**Directions for this task**
Arrange the lines of the records below, from the line containing "the yellow road" through the end of the records, as a Markdown table with the columns Row and Record line. Number each row and leave out any blank lines.

**Recorded data**

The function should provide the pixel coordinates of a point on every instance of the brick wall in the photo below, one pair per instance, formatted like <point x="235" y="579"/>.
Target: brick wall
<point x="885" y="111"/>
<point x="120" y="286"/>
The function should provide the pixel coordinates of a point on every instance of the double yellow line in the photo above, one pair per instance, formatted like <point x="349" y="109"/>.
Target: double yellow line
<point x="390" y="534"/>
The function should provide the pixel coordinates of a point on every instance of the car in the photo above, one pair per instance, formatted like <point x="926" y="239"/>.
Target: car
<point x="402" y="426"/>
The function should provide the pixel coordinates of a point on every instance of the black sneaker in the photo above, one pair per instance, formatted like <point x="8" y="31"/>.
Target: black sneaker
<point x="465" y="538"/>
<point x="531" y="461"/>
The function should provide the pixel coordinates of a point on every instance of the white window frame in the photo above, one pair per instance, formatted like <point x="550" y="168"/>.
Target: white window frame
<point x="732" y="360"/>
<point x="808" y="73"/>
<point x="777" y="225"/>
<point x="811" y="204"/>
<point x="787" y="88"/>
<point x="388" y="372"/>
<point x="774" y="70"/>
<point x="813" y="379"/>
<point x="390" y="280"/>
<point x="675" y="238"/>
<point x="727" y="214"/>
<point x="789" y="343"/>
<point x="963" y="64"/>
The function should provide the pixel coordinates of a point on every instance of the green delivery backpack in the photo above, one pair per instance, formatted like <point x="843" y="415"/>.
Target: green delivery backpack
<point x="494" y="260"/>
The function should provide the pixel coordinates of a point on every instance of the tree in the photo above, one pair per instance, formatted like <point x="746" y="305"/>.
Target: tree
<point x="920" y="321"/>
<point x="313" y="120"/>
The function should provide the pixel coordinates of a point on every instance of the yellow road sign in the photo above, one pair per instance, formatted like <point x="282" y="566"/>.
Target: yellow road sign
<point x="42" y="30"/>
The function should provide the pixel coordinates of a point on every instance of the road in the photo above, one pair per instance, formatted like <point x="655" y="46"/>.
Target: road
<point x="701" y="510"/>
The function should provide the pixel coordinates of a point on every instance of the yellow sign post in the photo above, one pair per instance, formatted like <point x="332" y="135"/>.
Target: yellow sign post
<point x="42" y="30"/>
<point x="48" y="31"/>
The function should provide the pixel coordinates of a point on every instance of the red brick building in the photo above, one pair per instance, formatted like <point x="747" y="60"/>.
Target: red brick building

**Exercise response**
| Row | Record line |
|---|---|
| 1 | The function should provide the pixel coordinates of a point on every instance of the yellow road sign in the photo above, one pair per instance, formatted like <point x="282" y="566"/>. |
| 2 | Target: yellow road sign |
| 3 | <point x="42" y="30"/> |
| 4 | The function should provide the pixel coordinates of a point on every instance of the road in the photo above, one pair per instance, formatted like <point x="655" y="46"/>. |
| 5 | Target: road |
| 6 | <point x="701" y="510"/> |
| 7 | The function should provide the pixel coordinates of a point on every instance of the yellow sign post in the photo above, one pair per instance, formatted like <point x="332" y="135"/>. |
| 8 | Target: yellow sign post |
| 9 | <point x="42" y="30"/> |
| 10 | <point x="48" y="31"/> |
| 11 | The function should provide the pixel coordinates of a point on every instance of the red brick building in the photo above, one pair per instance, formatted like <point x="747" y="60"/>. |
| 12 | Target: red brick building |